TASK PROMPT: Show every line of the data that contains the word "positive".

Stored data entries:
•••

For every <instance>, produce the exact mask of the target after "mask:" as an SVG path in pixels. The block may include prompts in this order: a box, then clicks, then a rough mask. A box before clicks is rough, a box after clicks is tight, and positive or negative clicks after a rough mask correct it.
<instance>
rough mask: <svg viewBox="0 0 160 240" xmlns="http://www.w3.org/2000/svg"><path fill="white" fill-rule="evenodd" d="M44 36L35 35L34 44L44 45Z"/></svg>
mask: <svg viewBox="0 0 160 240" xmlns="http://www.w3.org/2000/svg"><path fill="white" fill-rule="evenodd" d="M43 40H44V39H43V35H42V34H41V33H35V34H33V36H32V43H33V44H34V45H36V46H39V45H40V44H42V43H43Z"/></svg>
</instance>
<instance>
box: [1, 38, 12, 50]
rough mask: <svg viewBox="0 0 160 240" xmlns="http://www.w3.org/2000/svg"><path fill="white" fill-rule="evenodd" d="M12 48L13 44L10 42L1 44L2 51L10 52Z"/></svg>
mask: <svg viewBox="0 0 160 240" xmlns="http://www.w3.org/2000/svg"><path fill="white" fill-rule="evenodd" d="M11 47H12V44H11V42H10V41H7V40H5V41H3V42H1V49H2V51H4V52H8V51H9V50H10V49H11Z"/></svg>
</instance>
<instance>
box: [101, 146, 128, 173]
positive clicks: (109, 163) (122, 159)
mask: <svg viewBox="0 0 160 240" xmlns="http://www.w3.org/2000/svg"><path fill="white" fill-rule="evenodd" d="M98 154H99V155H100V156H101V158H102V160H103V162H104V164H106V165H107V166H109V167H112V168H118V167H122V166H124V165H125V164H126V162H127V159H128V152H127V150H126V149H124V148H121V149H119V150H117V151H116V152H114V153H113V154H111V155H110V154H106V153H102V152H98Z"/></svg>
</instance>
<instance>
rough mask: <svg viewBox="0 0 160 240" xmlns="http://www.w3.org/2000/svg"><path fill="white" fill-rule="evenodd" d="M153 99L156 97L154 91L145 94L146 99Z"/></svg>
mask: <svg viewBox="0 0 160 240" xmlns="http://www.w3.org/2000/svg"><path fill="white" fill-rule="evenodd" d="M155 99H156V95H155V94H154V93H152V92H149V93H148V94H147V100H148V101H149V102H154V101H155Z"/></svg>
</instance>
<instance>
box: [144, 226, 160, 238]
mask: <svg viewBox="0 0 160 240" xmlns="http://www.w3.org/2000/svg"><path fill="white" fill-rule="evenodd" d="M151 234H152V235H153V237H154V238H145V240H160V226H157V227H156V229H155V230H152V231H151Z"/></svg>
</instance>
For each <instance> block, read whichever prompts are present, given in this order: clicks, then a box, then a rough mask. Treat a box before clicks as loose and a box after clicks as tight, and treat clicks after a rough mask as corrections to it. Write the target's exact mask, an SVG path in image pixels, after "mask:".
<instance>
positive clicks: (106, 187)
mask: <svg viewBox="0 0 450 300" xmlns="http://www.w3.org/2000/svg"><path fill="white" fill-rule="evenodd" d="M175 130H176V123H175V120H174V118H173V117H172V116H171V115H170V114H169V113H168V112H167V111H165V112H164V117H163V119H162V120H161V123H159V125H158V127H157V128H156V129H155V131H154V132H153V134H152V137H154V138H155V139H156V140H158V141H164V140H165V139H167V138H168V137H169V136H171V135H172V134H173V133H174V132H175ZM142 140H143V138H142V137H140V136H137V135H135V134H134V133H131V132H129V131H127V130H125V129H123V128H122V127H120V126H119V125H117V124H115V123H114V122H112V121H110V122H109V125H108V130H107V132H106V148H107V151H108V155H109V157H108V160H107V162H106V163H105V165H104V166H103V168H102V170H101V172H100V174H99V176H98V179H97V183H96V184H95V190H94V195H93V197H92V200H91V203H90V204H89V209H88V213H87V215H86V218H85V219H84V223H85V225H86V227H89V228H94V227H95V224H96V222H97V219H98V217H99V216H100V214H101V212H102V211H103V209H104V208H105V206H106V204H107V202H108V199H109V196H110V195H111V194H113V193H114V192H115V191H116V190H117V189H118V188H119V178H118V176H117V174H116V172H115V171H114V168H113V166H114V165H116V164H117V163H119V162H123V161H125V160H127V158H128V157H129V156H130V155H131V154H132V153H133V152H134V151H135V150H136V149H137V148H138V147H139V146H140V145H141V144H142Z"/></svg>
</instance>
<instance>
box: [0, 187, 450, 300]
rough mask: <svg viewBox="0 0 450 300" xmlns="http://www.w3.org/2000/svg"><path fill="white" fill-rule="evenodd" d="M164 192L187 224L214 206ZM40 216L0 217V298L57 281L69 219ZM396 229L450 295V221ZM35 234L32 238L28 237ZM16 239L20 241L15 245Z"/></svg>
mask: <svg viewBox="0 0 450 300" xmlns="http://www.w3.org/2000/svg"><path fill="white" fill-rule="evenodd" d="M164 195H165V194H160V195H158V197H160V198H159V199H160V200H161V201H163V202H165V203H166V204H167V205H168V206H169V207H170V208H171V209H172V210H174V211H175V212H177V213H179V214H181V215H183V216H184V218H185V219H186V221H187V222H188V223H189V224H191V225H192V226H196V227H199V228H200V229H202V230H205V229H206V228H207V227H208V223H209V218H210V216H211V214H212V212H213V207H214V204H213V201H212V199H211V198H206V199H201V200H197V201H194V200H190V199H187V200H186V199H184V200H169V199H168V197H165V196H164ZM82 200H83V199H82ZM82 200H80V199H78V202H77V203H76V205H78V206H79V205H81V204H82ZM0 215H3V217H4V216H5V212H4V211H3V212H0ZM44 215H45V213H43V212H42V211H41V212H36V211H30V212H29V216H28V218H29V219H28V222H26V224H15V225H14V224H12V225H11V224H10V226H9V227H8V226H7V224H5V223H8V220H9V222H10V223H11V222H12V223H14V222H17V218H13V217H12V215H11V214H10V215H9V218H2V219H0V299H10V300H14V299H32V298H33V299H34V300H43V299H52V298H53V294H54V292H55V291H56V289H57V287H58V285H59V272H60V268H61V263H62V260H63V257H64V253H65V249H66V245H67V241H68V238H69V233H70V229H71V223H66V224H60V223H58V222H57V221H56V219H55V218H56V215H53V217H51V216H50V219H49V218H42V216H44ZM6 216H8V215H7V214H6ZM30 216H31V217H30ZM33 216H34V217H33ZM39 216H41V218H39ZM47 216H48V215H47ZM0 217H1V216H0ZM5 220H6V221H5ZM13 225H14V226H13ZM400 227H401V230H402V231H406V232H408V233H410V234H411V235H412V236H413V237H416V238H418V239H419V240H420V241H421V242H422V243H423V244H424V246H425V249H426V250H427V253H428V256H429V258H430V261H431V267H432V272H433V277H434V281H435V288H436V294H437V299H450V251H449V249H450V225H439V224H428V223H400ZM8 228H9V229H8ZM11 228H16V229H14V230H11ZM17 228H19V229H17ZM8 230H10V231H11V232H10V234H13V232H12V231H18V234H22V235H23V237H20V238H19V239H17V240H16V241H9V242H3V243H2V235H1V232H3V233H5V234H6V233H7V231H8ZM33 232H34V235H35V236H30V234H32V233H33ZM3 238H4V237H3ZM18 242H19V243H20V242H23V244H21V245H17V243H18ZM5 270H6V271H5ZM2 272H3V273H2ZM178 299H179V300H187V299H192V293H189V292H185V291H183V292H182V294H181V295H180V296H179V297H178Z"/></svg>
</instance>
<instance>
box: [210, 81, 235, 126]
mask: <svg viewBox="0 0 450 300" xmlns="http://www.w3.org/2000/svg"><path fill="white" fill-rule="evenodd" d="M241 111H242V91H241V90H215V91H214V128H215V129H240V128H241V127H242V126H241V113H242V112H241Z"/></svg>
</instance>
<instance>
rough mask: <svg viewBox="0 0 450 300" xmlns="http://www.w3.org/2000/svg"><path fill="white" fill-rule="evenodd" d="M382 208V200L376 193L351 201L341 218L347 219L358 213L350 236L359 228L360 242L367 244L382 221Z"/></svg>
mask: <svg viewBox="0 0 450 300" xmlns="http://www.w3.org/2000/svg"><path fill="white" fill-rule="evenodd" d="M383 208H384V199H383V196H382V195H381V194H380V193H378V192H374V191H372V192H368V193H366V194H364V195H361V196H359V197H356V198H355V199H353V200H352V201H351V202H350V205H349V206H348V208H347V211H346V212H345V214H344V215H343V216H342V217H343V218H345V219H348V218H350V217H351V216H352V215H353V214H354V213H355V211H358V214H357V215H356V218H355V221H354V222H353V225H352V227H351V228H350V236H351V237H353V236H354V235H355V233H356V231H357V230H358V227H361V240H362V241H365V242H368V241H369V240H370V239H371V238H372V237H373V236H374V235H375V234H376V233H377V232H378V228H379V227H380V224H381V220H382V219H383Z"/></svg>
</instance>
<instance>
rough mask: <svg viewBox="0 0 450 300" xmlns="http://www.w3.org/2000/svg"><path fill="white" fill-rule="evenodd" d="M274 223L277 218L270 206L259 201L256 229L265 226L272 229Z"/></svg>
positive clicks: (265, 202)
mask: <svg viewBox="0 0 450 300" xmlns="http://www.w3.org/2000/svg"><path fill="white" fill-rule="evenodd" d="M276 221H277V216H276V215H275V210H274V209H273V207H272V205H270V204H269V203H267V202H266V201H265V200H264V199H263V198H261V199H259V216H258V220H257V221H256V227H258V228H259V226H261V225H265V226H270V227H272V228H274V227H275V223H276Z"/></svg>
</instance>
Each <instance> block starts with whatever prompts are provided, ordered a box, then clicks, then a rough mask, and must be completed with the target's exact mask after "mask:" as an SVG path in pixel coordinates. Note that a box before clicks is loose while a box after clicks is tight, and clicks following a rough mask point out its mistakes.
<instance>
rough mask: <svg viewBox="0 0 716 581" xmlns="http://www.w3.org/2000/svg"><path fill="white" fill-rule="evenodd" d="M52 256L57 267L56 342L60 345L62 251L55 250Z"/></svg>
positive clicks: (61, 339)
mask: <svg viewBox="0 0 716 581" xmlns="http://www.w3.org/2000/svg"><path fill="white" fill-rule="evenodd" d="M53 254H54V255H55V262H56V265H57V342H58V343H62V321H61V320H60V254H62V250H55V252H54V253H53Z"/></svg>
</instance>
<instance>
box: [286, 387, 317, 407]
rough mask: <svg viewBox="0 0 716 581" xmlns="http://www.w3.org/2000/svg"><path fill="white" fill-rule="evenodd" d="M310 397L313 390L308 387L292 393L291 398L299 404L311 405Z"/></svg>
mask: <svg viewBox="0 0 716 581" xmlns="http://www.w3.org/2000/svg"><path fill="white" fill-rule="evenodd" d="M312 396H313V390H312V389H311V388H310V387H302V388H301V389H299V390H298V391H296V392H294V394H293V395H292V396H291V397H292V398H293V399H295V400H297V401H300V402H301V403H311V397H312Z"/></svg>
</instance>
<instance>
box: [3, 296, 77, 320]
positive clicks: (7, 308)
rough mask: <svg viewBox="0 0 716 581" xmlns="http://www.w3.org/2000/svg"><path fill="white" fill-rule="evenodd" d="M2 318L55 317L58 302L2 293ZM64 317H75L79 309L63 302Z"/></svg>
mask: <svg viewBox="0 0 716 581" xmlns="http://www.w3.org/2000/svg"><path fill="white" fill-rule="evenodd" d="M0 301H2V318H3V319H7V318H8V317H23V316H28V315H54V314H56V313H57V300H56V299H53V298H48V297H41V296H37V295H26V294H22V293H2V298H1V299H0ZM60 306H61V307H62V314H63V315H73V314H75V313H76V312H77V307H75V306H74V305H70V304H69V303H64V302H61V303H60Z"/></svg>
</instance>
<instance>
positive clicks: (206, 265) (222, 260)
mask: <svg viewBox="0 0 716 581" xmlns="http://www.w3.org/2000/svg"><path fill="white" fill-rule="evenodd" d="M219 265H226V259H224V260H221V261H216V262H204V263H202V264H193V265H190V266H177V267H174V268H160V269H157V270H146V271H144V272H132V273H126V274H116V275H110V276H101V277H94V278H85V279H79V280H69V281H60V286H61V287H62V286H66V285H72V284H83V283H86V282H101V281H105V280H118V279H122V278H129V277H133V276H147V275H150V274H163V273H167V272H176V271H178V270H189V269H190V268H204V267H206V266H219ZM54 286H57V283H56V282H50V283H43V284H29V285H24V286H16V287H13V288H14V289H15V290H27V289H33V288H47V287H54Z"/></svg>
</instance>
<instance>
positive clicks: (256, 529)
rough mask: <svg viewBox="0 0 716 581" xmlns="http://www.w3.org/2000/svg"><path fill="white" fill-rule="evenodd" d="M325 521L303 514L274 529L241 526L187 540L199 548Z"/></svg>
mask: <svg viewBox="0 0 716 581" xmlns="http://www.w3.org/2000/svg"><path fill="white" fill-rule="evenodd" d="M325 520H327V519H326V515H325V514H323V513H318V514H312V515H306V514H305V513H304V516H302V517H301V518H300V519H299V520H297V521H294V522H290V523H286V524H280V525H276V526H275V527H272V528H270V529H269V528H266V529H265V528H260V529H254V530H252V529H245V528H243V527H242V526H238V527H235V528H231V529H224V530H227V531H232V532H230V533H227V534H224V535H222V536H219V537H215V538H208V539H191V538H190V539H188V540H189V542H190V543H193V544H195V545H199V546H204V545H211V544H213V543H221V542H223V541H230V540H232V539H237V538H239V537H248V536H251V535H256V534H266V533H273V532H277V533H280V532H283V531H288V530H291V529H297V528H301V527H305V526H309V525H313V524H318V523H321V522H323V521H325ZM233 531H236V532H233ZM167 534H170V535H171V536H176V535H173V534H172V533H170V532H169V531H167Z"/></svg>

•••

RESULT OF THE TASK:
For every <instance>, produce the exact mask of the target after "mask:" as an SVG path in pixels. The block may include prompts in this order: a box, then clicks, then a rough mask. A box before clicks is rough, a box after clicks is tight, and positive or negative clicks after a rough mask correct it.
positive clicks: (109, 163) (122, 159)
positive clicks: (106, 187)
positive clicks: (265, 202)
positive clicks: (61, 339)
positive clicks: (7, 308)
positive clicks: (206, 265) (222, 260)
positive clicks: (256, 529)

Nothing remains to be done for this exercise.